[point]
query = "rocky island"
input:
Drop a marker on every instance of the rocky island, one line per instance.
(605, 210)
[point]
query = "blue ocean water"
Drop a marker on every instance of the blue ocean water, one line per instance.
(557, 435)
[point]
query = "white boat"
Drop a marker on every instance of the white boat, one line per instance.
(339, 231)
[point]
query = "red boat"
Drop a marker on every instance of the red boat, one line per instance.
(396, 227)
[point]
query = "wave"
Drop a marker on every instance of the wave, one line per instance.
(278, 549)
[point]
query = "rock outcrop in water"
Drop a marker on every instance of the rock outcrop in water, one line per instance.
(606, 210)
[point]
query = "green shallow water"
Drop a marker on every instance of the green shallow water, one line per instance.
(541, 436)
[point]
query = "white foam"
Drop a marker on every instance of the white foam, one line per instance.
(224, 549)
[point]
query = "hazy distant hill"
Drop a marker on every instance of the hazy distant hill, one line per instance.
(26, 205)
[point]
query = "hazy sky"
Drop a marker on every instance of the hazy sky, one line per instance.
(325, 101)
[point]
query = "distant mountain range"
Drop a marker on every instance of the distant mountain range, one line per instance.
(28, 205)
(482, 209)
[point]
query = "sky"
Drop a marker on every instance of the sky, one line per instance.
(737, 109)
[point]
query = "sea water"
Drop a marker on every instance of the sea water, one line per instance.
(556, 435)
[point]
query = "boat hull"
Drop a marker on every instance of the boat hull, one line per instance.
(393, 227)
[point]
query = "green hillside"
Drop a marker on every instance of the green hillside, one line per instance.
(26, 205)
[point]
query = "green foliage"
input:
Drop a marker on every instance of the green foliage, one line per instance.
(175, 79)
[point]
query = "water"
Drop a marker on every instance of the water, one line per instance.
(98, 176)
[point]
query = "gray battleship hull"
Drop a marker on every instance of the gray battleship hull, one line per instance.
● ● ●
## EXERCISE
Return the lines above exactly, keeping every word.

## EXERCISE ANSWER
[point]
query = "rocky island"
input:
Drop a marker on every instance of the rocky island, one line per instance.
(605, 210)
[point]
query = "blue ocean water"
Drop a marker on every instance of the blue ocean water, one line per instance.
(557, 435)
[point]
query = "white boat"
Drop a marker on every instance of the white boat, one line per instance.
(339, 231)
[point]
query = "red boat"
Drop a marker on every instance of the red boat, one line per instance.
(396, 227)
[point]
query = "wave"
Drop a marker on every instance of the wave, one line per instance.
(278, 549)
[point]
query = "rock outcrop in water"
Drop a marker on every instance of the rock outcrop in water, one line per instance.
(606, 210)
[point]
query = "green shallow water"
Drop a marker on every instance of the green shallow water, one line per instance.
(541, 436)
[point]
query = "white foam"
Drop a marker on every instance of the white foam, one line per instance.
(224, 549)
[point]
query = "hazy distant hill"
Drop a marker on every instance of the hazy distant hill, one line per instance.
(26, 205)
[point]
query = "hazy sky"
Drop a marker on every instance of the hazy sky, one line per instance.
(325, 101)
[point]
query = "distant mountain range"
Drop a marker on every instance of the distant mountain range, one line per instance.
(28, 205)
(482, 209)
[point]
query = "sky"
Drop a marker on every instance of the sky, one line per instance.
(737, 109)
[point]
query = "sea water"
Drop a marker on every instance of the sea water, one line per instance.
(556, 435)
[point]
query = "boat hull"
Drop a marker on every instance of the boat hull, one line per instance.
(393, 227)
[point]
query = "green hillside"
Drop a marker on every instance of the green hillside, one line per instance.
(26, 205)
[point]
query = "green foliage"
input:
Drop a marker on every instance of the green foliage, one line per instance.
(175, 79)
[point]
query = "water"
Drop a marker on every instance of the water, one line per instance.
(98, 176)
[point]
query = "gray battleship hull"
Drop a marker on every instance of the gray battleship hull, one line per instance.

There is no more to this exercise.